• [Exercise task]:
Rewrite the material below, changing every "red stripe" to "blue stripe" and keeping everything else the same.

• [Supplied data]:
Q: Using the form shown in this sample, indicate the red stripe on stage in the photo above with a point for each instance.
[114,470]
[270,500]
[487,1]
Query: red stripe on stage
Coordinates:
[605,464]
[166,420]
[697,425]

• [Solved exercise]:
Q: Using the form shown in this sample, indicate the blue stripe on stage in the photo above with a point for each instance.
[114,470]
[270,500]
[487,1]
Query: blue stripe on stage
Coordinates:
[605,464]
[166,420]
[697,425]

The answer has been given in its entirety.